DATA TO PROCESS Block Start

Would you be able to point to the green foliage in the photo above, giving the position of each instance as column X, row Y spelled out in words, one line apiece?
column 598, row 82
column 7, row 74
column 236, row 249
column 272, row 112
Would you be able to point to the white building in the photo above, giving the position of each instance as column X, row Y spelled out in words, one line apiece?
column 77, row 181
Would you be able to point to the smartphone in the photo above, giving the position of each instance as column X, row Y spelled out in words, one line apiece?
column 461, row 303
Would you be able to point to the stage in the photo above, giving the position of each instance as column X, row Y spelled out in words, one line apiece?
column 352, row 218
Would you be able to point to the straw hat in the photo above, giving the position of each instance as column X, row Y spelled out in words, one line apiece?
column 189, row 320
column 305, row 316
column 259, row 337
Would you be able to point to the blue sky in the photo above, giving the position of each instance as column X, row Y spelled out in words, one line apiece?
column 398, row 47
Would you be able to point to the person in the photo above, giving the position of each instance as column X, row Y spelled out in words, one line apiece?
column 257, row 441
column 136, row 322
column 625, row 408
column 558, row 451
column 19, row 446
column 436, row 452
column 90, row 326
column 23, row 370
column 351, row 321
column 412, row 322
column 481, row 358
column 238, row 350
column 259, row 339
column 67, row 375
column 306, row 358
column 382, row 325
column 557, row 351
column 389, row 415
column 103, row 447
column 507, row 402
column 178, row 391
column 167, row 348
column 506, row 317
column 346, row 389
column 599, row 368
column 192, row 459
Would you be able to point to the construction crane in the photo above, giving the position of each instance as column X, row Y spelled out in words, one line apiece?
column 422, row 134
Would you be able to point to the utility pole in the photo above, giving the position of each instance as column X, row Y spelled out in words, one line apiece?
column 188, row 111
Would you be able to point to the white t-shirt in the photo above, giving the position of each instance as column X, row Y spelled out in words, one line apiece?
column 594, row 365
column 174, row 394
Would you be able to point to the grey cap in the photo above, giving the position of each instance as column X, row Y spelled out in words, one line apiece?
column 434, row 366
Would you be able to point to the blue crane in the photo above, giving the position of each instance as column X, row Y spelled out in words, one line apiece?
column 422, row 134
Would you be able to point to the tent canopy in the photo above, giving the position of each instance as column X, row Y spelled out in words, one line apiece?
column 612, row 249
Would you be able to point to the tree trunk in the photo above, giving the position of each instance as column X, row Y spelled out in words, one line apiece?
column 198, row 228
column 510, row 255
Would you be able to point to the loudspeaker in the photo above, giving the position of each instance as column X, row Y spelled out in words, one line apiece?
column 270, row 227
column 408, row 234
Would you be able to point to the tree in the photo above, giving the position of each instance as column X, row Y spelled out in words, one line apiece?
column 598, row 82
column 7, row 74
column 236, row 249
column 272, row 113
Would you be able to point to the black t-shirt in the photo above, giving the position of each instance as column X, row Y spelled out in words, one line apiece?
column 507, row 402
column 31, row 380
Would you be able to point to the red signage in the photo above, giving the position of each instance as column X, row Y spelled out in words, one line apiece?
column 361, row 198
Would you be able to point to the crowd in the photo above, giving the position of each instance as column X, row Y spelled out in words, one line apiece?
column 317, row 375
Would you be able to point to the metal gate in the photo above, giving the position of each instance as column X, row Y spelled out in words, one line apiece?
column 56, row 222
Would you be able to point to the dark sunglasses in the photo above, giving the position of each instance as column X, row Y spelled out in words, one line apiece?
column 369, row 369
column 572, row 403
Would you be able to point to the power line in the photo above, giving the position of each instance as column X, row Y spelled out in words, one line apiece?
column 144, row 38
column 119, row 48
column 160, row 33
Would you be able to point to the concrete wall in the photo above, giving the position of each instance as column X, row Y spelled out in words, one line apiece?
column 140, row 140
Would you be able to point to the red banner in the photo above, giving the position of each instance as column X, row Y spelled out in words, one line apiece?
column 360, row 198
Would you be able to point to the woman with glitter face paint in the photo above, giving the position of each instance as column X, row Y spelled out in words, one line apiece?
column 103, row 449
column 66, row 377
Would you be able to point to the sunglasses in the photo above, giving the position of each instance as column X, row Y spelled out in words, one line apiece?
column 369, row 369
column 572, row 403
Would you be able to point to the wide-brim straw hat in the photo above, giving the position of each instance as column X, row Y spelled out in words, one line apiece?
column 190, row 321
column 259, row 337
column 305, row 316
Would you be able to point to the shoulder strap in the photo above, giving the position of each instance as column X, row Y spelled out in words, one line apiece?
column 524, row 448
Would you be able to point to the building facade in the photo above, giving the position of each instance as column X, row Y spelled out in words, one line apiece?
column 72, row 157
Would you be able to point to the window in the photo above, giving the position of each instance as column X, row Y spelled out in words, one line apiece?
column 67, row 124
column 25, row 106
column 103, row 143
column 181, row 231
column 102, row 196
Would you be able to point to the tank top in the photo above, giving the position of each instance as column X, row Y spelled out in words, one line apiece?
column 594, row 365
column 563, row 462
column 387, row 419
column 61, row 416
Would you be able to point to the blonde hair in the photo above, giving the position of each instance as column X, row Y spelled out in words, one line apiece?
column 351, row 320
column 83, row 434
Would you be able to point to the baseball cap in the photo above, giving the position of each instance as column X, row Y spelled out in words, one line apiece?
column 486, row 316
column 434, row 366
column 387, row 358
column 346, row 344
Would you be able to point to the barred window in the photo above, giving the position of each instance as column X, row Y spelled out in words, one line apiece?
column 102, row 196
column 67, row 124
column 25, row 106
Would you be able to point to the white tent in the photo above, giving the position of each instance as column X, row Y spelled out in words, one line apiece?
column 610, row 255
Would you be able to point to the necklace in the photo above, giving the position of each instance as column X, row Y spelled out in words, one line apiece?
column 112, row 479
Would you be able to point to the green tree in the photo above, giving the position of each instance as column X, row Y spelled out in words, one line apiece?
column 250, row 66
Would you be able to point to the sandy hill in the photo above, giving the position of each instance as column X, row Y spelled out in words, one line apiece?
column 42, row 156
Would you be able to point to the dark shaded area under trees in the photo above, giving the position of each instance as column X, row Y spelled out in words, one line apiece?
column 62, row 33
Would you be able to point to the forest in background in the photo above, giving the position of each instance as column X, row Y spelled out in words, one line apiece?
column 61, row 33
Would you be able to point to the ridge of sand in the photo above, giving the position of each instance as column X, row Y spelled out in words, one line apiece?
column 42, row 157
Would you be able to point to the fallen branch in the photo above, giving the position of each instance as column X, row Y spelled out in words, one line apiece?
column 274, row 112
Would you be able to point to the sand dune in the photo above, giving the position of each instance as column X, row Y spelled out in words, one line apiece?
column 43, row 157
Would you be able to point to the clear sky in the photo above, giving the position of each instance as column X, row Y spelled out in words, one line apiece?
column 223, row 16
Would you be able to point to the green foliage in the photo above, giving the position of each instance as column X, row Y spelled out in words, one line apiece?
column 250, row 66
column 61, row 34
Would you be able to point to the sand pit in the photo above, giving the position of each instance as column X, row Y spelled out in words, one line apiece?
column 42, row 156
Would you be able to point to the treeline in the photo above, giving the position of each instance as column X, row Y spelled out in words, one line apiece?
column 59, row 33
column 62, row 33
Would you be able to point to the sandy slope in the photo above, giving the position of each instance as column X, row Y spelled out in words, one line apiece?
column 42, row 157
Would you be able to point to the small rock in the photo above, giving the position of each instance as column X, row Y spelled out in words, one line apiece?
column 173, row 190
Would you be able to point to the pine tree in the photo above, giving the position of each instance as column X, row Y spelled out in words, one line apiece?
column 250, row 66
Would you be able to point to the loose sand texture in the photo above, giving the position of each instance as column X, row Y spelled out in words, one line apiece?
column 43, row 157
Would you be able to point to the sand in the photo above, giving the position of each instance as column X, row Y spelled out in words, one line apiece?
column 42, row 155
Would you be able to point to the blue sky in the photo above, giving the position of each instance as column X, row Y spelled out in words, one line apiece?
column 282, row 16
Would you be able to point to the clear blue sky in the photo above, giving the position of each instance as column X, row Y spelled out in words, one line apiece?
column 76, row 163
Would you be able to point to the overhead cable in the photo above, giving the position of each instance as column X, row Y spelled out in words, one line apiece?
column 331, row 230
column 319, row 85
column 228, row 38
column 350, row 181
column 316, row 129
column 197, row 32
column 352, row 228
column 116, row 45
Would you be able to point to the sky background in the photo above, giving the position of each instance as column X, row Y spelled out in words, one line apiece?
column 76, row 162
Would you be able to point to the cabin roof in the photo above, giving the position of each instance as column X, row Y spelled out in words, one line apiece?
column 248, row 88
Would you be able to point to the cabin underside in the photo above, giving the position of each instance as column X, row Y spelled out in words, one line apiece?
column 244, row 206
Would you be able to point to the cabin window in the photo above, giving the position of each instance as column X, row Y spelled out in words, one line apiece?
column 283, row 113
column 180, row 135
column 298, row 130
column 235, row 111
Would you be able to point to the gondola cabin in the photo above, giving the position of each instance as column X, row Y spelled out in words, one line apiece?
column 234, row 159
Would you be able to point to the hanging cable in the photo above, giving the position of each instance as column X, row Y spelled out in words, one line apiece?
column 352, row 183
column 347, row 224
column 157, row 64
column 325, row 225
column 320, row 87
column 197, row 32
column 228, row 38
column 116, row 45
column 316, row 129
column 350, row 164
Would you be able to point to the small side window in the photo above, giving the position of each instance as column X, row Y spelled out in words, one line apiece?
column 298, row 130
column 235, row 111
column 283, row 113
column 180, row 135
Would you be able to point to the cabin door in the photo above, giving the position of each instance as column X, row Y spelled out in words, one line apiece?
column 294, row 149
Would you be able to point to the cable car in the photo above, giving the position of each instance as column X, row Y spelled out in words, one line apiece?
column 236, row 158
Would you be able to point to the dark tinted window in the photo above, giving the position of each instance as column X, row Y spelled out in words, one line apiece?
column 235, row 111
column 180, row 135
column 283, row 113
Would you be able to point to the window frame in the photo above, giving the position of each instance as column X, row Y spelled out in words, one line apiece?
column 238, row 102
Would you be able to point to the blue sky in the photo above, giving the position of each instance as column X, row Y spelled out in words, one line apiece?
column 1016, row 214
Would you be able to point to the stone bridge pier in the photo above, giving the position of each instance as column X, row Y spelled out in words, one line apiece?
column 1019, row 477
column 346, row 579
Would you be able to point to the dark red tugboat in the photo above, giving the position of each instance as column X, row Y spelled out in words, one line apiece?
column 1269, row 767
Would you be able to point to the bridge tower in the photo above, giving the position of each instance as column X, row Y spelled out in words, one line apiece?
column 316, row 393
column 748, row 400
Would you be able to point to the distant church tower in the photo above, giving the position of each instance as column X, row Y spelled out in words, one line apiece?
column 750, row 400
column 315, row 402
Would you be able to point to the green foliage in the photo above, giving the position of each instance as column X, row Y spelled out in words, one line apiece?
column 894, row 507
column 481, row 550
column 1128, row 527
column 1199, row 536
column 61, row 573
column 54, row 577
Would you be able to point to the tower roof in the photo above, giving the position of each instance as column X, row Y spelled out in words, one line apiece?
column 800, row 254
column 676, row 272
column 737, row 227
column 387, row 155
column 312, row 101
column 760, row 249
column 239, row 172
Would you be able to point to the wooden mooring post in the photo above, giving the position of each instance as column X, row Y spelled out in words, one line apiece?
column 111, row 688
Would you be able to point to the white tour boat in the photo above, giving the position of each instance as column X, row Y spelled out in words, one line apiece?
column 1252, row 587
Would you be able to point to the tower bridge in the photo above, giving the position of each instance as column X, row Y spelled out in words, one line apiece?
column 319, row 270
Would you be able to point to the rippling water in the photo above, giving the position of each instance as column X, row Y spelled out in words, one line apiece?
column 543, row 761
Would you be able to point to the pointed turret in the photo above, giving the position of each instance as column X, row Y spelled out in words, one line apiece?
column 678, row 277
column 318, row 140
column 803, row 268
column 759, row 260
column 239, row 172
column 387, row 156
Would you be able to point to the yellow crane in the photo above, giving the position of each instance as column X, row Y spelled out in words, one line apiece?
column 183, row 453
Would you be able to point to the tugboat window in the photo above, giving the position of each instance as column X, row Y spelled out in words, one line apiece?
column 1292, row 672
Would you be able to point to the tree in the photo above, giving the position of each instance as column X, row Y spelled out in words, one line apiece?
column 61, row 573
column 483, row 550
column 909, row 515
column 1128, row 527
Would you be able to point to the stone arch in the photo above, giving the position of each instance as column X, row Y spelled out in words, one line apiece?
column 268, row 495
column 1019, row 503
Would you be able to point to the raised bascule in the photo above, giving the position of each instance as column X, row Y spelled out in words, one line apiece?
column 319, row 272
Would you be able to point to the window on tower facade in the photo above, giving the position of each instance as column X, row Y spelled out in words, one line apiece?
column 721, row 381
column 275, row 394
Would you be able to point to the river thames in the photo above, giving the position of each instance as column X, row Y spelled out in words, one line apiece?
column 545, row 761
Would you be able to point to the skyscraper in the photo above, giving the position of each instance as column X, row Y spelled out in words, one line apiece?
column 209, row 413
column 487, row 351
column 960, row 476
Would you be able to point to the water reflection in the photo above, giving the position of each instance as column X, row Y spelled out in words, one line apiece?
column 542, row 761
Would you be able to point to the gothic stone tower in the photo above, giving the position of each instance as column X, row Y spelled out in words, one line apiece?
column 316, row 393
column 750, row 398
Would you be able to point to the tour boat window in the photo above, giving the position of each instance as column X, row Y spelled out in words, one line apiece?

DATA TO PROCESS Block End

Lines before the one containing "Would you be able to point to the gothic" are left out. Repeat that line and all lines after it in the records above exactly.

• _ANSWER BELOW_
Would you be able to point to the gothic stone tower in the photo above, giving the position of each instance as column X, row Y spelled out in words, one line apiece?
column 316, row 393
column 750, row 398
Would you be able to point to the tour boat window in the photo above, giving the position of each instance as column X, row Y spelled out in words, one line apiece?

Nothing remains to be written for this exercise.